EXERCICE COURT A —
Filtrez les lignes des données : conservez uniquement celles qui contiennent la chaîne « door », en respectant la casse.

EXTRAIT CITÉ —

________________

Le chaos donne de la liberté à la nature
L’intrusion de l’histoire ne fut pas seule responsable de la libération de la nature. Les lois physiques perdirent elles-mêmes de leur rigidité. Avec le développement de la théorie du chaos, l’imprévisibilité et l’indéterminisme firent une entrée fracassante dans le monde macroscopique.
Au credo déterministe de Laplace, le mathématicien Henri Poincaré, l’un des pionniers de la théorie du chaos, répondit de la façon suivante : « Une cause très petite, qui nous échappe, détermine un effet considérable que nous ne pouvons pas ne pas voir ; nous disons alors que cet effet est dû au hasard. Si nous connaissions exactement les lois de la Nature et la situation de l’univers à l’instant initial, nous pourrions prédire exactement la situation de ce même univers à un instant ultérieur. Mais, lors même que les lois naturelles n’auraient plus de secret pour nous, nous ne pourrions connaître la situation initiale qu’approximativement. Si cela nous permet de prévoir la situation ultérieure avec la même approximation, c’est tout ce qu’il nous faut. Nous disons que le phénomène a été prévu, qu’il est régi par des lois. Mais il n’en est pas toujours ainsi, il peut arriver que de petites différences dans les conditions initiales en engendrent de très grandes dans les phénomènes finaux ; une petite erreur sur les premières produirait une erreur énorme sur les derniers. La prédiction devient impossible{24}. »

________________

DONNÉES FOURNIES —
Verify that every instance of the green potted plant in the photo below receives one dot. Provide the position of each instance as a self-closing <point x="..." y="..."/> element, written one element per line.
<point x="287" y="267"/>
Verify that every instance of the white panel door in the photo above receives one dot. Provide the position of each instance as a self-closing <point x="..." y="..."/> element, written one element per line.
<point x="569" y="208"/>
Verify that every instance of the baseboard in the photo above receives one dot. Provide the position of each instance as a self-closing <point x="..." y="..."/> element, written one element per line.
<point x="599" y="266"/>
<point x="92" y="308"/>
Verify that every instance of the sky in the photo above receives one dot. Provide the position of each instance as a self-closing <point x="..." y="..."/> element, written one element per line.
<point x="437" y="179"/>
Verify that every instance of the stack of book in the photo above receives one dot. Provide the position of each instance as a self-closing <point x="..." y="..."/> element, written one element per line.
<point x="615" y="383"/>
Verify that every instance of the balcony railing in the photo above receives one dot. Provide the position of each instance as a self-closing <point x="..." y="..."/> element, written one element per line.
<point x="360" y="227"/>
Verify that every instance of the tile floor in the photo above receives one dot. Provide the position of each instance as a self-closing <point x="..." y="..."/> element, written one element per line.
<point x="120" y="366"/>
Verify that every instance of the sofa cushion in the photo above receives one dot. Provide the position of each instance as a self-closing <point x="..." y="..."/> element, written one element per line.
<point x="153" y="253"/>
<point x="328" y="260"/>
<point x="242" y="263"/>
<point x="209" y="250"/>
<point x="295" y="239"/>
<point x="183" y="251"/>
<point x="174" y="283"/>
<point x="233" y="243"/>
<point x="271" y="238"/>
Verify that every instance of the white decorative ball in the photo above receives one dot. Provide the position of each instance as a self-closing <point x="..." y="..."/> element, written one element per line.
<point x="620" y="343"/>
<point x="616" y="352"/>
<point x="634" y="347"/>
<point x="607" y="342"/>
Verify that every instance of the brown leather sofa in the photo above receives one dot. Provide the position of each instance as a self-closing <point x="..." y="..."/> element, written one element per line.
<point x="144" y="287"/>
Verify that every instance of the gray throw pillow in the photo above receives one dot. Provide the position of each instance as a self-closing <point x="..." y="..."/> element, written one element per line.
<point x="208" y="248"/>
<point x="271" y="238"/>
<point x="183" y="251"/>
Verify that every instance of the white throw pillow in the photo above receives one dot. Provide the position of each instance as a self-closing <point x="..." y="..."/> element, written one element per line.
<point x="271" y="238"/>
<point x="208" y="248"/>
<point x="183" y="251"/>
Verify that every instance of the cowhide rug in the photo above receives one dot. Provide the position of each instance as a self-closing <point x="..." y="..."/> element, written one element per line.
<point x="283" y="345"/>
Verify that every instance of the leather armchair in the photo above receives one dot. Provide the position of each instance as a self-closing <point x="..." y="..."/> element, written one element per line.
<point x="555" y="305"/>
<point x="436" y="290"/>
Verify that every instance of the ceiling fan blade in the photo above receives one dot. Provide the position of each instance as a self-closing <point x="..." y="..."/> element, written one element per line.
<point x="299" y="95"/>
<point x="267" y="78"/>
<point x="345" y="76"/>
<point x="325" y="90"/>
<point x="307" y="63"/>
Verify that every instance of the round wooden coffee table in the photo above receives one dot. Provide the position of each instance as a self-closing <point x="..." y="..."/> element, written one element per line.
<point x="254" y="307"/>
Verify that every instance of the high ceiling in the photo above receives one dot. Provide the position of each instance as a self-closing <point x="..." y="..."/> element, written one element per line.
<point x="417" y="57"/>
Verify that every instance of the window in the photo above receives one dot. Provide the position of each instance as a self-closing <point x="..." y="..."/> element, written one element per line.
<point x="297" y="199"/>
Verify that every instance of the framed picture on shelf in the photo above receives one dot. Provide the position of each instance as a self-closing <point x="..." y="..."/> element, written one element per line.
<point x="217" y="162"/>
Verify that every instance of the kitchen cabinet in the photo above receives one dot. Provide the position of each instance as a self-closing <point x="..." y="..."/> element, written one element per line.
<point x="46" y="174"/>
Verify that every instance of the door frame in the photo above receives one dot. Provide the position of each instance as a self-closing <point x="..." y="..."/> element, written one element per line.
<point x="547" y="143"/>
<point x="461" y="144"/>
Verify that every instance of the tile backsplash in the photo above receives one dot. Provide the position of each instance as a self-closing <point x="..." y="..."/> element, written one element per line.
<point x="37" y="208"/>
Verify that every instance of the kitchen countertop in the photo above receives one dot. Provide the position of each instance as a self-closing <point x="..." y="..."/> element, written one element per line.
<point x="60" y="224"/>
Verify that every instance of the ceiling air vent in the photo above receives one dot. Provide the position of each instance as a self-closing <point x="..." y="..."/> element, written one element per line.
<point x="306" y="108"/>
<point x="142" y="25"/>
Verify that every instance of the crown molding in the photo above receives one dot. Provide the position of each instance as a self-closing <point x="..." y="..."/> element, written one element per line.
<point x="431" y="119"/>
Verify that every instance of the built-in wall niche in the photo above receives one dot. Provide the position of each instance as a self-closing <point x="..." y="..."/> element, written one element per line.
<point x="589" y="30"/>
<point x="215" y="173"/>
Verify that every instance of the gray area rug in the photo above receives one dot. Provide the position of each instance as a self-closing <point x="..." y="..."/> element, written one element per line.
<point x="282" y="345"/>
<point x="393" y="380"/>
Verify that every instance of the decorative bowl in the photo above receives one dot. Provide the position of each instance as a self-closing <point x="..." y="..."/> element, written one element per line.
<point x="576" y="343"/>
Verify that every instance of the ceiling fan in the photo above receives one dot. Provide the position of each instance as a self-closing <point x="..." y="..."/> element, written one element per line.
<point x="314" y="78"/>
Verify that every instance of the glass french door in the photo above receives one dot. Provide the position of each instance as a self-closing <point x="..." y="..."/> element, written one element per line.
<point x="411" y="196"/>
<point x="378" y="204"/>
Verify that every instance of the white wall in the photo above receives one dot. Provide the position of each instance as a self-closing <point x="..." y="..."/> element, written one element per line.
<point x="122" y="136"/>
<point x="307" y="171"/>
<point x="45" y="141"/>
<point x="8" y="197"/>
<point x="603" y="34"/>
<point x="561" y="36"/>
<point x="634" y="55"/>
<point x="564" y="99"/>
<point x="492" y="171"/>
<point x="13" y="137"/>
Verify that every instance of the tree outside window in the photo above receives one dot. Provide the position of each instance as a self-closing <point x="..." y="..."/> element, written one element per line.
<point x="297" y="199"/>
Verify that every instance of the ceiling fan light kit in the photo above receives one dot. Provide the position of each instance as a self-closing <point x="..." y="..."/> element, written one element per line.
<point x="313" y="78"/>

________________

EXERCICE COURT B —
Répondez aux questions suivantes sur l'extrait consacré à la théorie du chaos.
(i) Quel développement a fait entrer l'imprévisibilité et l'indéterminisme dans le monde macroscopique ?
(ii) À quel credo Henri Poincaré a-t-il répondu ?
(iii) Selon Poincaré, que produirait une petite erreur sur les conditions initiales ?

RÉPONSE A —
Verify that every instance of the white panel door in the photo above receives one dot. Provide the position of each instance as a self-closing <point x="..." y="..."/> element, written one element per line.
Verify that every instance of the door frame in the photo above receives one dot. Provide the position of each instance as a self-closing <point x="..." y="..."/> element, written one element per line.
Verify that every instance of the glass french door in the photo above receives one dot. Provide the position of each instance as a self-closing <point x="..." y="..."/> element, written one element per line.

RÉPONSE B —
(i) Le développement de la théorie du chaos.
(ii) Au credo déterministe de Laplace.
(iii) Une erreur énorme sur les phénomènes finaux.